▶ STATED TASK A
Gather every line of the rows below that contains the string "rider".

▶ SELECTION
++++

But would medieval universities satisfy the norms held up today to qualify as “authentically Catholic”? A composite profile of such norms drawn from such documents as “Ex Corde Ecclesiae,” would look something like this: The university explicitly professes the Catholic faith, is unquestioning of the magisterium, installs theology as a core subject, contributes to “the common good” of the church and of society at large and professedly fosters the students’ moral and religious formation as well as their commitment to the church. A Catholic university is a religious university. [20]

O’Malley also calls into question the very heart of the ideals set forth in Ex corde Ecclesiae:

Were medieval universities Catholic universities? It is a question easier to ask than to answer. One thing, however, is certain: the contemporary grid for an “authentically Catholic” university does not neatly fit the medieval reality. There are even grounds for asserting that in their core values, medieval universities more closely resemble the contemporary secular university than they do today’s Catholic model. If we are looking for historical precedents for that model, we do not find them clearly in the Middle Ages.

This is a serious charge, for if true it would rob the Apostolic Constitution of its very basis, namely the historical assertion that the medieval university was in fact born of the Church. It turns out that O’Malley is both right and wrong. He is mistaken, innocently so, about the historical question, but largely right that JPII’s comparison is anachronistic and hardly a straightforward blueprint for any kind of authentically-Catholic university. For this reason, his critique, like Ellis’s critique of American intellectual life, is worth exploring in more detail. I will first address the historical misunderstanding and then consider the more substantive aspects of his critique.

The Historical Question: Was the Medieval University Born of the Church?

What force does O’Malley’s historical critique have? In logical terms, O’Malley calls into question John Paul II’s assertion that the university was born from the Church for assuming what needs to be proven, namely that the medieval university did in fact arise from the heart of the Church. In fairness to O’Malley, his point was well-made when he made it, since the evidence needed to judge the pope’s assertion was until very recently unavailable. Indeed, scholars had almost no evidence for the transition that occurred during the second half of the twelfth century between the schools of Paris and the University that they turned into at the close of that century.

++++

▶ SOURCE DATA
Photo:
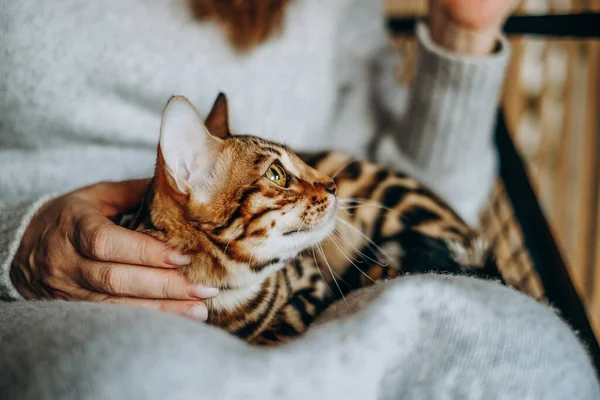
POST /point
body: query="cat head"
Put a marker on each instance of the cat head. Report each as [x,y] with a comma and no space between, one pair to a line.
[238,202]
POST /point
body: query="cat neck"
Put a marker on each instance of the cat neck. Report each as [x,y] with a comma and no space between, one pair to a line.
[249,287]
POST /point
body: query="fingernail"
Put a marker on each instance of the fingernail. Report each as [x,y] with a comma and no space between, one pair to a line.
[197,312]
[203,292]
[175,258]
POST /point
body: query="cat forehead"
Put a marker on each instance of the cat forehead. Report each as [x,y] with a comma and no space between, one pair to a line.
[262,150]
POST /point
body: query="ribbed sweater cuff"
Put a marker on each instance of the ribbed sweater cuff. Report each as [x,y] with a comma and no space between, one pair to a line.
[14,219]
[452,106]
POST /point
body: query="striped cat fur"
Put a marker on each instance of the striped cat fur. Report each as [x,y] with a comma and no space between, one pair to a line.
[283,235]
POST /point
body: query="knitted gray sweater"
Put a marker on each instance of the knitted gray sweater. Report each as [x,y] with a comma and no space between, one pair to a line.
[82,86]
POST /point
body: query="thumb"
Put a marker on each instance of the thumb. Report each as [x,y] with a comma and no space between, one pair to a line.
[112,198]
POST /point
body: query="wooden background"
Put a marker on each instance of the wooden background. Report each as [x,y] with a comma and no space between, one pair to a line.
[552,101]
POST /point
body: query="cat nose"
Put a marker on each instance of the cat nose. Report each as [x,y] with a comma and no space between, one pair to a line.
[331,187]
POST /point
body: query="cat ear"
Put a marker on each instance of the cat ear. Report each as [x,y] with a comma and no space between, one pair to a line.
[188,149]
[217,121]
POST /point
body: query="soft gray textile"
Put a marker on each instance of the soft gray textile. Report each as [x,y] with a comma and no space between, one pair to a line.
[83,84]
[424,337]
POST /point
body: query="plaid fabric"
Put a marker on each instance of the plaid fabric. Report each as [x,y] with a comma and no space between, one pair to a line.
[499,225]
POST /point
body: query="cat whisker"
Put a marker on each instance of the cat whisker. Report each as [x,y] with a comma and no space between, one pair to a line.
[361,254]
[352,159]
[347,258]
[319,269]
[331,271]
[355,203]
[371,243]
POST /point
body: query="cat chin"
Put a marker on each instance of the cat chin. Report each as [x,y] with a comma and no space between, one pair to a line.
[305,239]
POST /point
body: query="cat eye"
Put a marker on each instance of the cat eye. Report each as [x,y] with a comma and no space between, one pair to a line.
[276,174]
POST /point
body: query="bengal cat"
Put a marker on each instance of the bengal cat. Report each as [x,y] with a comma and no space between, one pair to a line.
[284,235]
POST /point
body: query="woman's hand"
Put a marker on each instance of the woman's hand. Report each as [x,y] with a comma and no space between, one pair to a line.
[468,26]
[71,250]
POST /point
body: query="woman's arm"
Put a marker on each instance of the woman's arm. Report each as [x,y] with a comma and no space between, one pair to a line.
[446,130]
[438,129]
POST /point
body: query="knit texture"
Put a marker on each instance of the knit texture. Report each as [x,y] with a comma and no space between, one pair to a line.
[83,84]
[423,337]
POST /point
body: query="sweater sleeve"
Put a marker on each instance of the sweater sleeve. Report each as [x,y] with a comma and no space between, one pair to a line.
[445,132]
[14,219]
[439,128]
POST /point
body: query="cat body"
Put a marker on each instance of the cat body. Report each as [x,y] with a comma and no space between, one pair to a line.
[284,235]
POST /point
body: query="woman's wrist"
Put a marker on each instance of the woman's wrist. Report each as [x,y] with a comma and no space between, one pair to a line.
[462,40]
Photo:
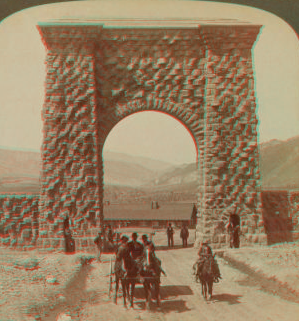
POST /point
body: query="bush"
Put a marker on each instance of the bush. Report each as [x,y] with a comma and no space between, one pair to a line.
[84,258]
[27,263]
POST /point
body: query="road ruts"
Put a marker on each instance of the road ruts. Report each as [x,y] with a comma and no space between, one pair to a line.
[234,298]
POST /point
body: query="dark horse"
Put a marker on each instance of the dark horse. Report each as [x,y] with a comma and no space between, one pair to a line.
[207,274]
[125,271]
[151,273]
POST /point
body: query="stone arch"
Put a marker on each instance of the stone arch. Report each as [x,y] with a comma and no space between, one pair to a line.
[96,75]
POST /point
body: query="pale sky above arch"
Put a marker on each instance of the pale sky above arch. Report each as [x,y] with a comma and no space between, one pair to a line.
[22,75]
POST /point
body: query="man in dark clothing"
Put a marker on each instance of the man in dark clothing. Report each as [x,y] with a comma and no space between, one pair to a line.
[170,233]
[69,241]
[147,243]
[99,243]
[184,235]
[135,247]
[123,250]
[205,253]
[234,233]
[110,234]
[122,254]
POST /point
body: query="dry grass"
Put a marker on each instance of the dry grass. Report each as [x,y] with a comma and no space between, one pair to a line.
[25,292]
[279,262]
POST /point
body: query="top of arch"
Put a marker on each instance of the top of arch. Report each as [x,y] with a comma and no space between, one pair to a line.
[146,23]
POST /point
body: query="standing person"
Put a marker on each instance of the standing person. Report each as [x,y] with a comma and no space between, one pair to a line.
[135,247]
[99,243]
[170,233]
[69,241]
[146,242]
[110,234]
[234,232]
[184,235]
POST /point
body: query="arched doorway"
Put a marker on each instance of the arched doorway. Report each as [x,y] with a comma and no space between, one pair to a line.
[99,75]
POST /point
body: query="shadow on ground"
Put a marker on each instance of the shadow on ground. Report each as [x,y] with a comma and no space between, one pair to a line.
[175,247]
[225,297]
[262,282]
[166,291]
[177,306]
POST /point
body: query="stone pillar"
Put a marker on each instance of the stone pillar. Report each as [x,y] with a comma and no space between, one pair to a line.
[70,180]
[231,164]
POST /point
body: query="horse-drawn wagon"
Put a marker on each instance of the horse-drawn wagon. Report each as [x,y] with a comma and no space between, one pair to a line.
[131,272]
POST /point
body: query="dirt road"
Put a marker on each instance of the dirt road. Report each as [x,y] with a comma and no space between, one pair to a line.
[236,297]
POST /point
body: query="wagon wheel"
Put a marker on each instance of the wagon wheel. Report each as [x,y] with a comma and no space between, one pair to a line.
[110,279]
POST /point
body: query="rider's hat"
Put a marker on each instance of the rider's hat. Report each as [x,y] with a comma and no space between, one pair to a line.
[124,238]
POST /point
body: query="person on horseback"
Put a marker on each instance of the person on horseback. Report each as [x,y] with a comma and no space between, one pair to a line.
[149,245]
[136,251]
[135,247]
[123,250]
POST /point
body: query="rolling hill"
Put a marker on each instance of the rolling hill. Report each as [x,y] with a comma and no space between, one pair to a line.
[140,178]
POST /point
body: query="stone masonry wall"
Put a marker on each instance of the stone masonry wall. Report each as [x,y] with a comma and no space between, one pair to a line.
[71,187]
[96,77]
[231,175]
[19,221]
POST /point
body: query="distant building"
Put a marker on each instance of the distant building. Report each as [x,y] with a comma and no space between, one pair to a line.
[150,215]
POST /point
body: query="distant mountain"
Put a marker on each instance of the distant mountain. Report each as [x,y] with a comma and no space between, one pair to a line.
[280,164]
[20,170]
[123,173]
[153,165]
[144,178]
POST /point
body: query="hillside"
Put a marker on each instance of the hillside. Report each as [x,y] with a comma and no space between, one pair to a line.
[280,164]
[138,178]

++++

▶ STATED TASK B
In the passage on medieval universities, why does the author call O'Malley's charge a serious one? Answer in one to three sentences.

▶ COMPLETE ANSWER A
body: query="rider's hat"
Put a marker on each instance of the rider's hat. Report each as [x,y] with a comma and no space between, one pair to a line.

▶ COMPLETE ANSWER B
If the charge were true, it would rob the Apostolic Constitution of its very basis. That basis is the historical assertion that the medieval university was in fact born of the Church.